§ Exercise brief
Rescale everything from the line containing "Please indicate the waterfall" down to the end of the items, reproducing those lines in full, requests included. Multiply each point coordinate in the answers by 2.1 and round it to the nearest whole number, with halves rounded up.

§ Supplied material

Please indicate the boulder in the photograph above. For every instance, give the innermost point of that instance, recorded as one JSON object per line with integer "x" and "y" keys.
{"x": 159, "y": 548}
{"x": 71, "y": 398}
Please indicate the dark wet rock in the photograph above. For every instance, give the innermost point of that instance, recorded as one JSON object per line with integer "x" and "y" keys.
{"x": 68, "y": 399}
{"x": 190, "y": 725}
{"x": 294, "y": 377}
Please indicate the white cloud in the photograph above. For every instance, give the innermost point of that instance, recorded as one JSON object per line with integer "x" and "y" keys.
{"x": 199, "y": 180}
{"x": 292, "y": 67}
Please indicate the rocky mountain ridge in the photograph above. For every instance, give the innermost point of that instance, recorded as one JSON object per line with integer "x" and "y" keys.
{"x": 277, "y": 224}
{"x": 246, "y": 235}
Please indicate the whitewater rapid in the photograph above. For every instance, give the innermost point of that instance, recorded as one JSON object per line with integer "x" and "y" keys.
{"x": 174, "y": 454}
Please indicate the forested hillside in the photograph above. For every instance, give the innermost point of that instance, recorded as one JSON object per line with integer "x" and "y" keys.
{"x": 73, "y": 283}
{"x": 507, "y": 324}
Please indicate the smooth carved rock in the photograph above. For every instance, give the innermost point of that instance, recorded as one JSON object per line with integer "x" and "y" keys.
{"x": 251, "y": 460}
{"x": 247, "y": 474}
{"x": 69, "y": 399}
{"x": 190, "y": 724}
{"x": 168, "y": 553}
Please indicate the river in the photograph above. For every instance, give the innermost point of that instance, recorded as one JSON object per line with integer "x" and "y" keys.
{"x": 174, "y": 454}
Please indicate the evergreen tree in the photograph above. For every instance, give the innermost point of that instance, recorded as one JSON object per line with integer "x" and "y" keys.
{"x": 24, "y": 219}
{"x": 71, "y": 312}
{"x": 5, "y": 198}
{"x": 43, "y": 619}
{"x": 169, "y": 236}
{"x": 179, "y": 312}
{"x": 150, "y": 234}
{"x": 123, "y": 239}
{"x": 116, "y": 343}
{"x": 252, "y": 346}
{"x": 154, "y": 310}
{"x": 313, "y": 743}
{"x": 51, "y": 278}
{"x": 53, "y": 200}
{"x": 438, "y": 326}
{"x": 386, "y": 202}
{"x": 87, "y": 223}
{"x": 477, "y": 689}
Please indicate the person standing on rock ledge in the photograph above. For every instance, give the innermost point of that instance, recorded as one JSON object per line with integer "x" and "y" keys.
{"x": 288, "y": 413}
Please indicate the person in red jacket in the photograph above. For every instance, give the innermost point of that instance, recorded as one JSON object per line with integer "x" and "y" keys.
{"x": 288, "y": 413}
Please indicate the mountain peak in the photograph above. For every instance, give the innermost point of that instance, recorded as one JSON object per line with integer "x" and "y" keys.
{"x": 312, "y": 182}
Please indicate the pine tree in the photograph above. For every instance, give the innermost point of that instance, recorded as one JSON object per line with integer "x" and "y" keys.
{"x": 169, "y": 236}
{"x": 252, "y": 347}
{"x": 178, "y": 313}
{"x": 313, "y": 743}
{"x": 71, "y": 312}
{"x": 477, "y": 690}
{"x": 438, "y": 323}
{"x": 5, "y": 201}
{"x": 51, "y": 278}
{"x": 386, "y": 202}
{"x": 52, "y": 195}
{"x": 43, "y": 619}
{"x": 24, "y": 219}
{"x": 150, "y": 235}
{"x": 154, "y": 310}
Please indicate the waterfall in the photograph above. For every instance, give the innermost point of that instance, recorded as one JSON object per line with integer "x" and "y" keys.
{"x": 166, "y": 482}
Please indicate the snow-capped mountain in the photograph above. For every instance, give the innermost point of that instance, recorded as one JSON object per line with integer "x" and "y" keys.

§ Written solution
Please indicate the waterfall in the photograph above. For every instance, give the innermost point of that instance, recorded as one JSON object per line with integer "x" and "y" keys.
{"x": 349, "y": 1012}
Please indicate the snow-capped mountain in the photograph above. For every instance, give the innermost point of that instance, recorded as one JSON object per line with integer "x" and "y" keys.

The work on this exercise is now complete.